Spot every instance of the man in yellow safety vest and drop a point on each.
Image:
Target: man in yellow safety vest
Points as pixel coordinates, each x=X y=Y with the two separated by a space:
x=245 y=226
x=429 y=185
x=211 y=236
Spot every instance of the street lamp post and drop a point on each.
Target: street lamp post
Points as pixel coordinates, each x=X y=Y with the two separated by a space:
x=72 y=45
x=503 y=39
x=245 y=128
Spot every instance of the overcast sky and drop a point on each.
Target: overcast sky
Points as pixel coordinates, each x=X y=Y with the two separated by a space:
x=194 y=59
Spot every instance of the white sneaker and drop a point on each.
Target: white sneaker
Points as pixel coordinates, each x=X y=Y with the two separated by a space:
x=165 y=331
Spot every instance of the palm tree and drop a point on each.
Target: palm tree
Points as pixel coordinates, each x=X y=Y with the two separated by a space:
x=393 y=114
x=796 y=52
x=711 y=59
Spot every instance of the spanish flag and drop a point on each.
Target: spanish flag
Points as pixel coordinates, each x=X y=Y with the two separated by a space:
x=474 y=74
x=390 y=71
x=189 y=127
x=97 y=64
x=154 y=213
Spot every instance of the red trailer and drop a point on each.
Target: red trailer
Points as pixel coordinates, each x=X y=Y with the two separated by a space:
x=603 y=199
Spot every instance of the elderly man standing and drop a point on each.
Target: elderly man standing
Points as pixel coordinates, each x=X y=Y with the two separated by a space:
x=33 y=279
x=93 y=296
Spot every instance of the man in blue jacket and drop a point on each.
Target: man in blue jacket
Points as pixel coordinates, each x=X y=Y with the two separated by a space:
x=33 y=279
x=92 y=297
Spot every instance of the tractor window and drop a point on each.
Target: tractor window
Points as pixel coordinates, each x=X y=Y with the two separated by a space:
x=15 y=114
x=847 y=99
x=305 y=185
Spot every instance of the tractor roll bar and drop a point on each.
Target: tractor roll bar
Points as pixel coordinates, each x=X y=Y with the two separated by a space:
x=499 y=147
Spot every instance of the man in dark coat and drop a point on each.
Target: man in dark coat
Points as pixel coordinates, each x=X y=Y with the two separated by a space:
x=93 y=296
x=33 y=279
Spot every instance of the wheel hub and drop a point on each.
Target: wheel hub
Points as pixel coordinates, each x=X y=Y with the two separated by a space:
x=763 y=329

- - -

Express the records above as a two-column CSV with the headers text and answer, one row per record. Put each value in a single quoted field, with line breaks replaced by spaces.

*Correct response*
text,answer
"Spot every instance of the man in yellow safety vest and drop a point on each. Image: Target: man in yellow safety vest Points as pixel coordinates, each x=X y=Y with the two separated by a space:","x=245 y=226 x=429 y=185 x=211 y=236"
"Spot every instance of the street lamp post and drop a point on each. Target: street lamp post Points as pixel coordinates, each x=X y=Y with the two separated by a space:","x=72 y=45 x=503 y=39 x=245 y=128"
"Spot every instance of the overcast sky and drop a point on each. Target: overcast sky Points as pixel coordinates, each x=X y=Y with the two separated by a space:","x=194 y=59"
"Spot every instance of the white sneaker and drop a point on each. Target: white sneaker Points as pixel coordinates, each x=X y=Y with the two separated by a space:","x=165 y=331"
"Spot every instance of the palm tree and drop a point on each. Target: palm tree Points as pixel coordinates, each x=X y=Y with the two separated by a space:","x=393 y=114 x=796 y=52 x=711 y=59"
"Spot every instance of the spanish flag and drop a point on each. Target: spanish flag Points as pixel coordinates, each x=X y=Y with the two separated by a space:","x=474 y=74 x=390 y=71 x=189 y=127 x=97 y=64 x=154 y=213"
"Spot every instance of the red trailer and drop a point on each. Target: red trailer Points as pixel coordinates, each x=X y=Y with the two separated by a space:","x=603 y=199"
"Spot every instance of the elderly man standing and drop a point on each. Target: elderly man standing Points as pixel coordinates, each x=X y=Y with the two separated by a space:","x=33 y=279 x=93 y=296"
"Spot every instance of the man in blue jacket and drop a point on each. Target: man in blue jacket Points as pixel coordinates, each x=X y=Y with the two separated by a space:","x=33 y=279 x=92 y=297"
"Spot every instance of the tractor window and drop a point on each. Target: tractor window Points as pixel coordinates, each x=X y=Y with the two separated by a space:","x=15 y=114 x=847 y=99 x=305 y=185"
"Spot every instance of the tractor roll bar and drop a point on each. Target: tractor roll bar Points as pixel coordinates, each x=X y=Y with the two separated by a space:","x=499 y=147"
"Spot every instance of the man in dark coat and drop a point on each. Target: man in dark coat Points as pixel coordinates, each x=X y=Y with the two separated by a space:","x=93 y=296 x=33 y=279"
"Spot every instance of the wheel hub and drop a point on each. Target: wheel hub Points as pixel coordinates, each x=X y=Y with the two separated by a space:","x=763 y=329"